Please restate the following records word for word.

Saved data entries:
________________

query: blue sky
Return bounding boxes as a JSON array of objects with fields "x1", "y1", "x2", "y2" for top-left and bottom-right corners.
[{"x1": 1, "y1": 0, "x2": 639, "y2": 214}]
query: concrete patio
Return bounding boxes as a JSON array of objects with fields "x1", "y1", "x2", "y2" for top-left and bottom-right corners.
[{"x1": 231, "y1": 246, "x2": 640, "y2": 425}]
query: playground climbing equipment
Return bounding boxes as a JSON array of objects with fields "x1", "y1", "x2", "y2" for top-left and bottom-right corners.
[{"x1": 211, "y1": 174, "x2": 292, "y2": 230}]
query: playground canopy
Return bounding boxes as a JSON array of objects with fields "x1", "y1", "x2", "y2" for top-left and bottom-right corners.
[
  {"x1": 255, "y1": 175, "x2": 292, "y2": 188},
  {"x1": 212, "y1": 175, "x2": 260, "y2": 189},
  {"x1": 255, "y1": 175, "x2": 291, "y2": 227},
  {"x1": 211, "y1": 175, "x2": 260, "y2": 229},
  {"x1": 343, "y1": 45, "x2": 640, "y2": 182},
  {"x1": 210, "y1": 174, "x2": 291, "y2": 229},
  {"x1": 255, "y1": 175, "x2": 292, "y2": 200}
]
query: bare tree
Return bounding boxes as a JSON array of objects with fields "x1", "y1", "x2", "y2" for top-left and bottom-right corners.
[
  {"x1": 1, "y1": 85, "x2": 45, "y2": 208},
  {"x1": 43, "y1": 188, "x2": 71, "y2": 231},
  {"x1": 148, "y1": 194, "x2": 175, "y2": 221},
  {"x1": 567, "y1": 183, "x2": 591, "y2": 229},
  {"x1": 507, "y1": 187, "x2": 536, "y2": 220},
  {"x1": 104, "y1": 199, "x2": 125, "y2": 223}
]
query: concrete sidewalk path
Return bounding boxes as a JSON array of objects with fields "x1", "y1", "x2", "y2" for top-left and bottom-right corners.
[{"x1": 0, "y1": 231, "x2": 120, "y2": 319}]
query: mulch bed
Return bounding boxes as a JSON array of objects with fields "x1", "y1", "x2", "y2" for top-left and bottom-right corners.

________________

Answer section —
query: blue sky
Return bounding boxes as a JSON array of objects with fields "x1", "y1", "x2", "y2" for top-left and bottom-right corners.
[{"x1": 1, "y1": 0, "x2": 639, "y2": 214}]
query: concrete patio
Return bounding boxes as a JSON array of objects with fields "x1", "y1", "x2", "y2" for top-left and bottom-right corners.
[{"x1": 231, "y1": 246, "x2": 640, "y2": 425}]
query: playground climbing equipment
Return bounding boxes as a JSON array of objects with fields "x1", "y1", "x2", "y2" for top-left and bottom-right corners.
[{"x1": 211, "y1": 174, "x2": 292, "y2": 230}]
query: playground canopy
Return bounding boxes as a JSON array of objects with fields "x1", "y1", "x2", "y2" for top-left and bottom-right corners.
[
  {"x1": 255, "y1": 175, "x2": 292, "y2": 188},
  {"x1": 212, "y1": 175, "x2": 260, "y2": 189},
  {"x1": 255, "y1": 175, "x2": 291, "y2": 227},
  {"x1": 211, "y1": 175, "x2": 260, "y2": 229},
  {"x1": 343, "y1": 45, "x2": 640, "y2": 182},
  {"x1": 210, "y1": 174, "x2": 291, "y2": 229},
  {"x1": 255, "y1": 175, "x2": 292, "y2": 200}
]
query: bare tree
Return bounding boxes as a JSON array of objects with fields "x1", "y1", "x2", "y2" for top-left and bottom-right corners.
[
  {"x1": 1, "y1": 85, "x2": 45, "y2": 208},
  {"x1": 43, "y1": 188, "x2": 71, "y2": 231},
  {"x1": 148, "y1": 194, "x2": 175, "y2": 221},
  {"x1": 567, "y1": 183, "x2": 591, "y2": 229},
  {"x1": 507, "y1": 187, "x2": 536, "y2": 220},
  {"x1": 104, "y1": 199, "x2": 125, "y2": 223}
]
query: concrete sidewalk path
Return bounding boxes as a JSON array of objects with fields "x1", "y1", "x2", "y2" for top-left and bottom-right corners.
[{"x1": 0, "y1": 231, "x2": 120, "y2": 319}]
query: mulch bed
Return bounding boxes as a JSON array of objects with fields "x1", "y1", "x2", "y2" for top-left and bottom-right corners.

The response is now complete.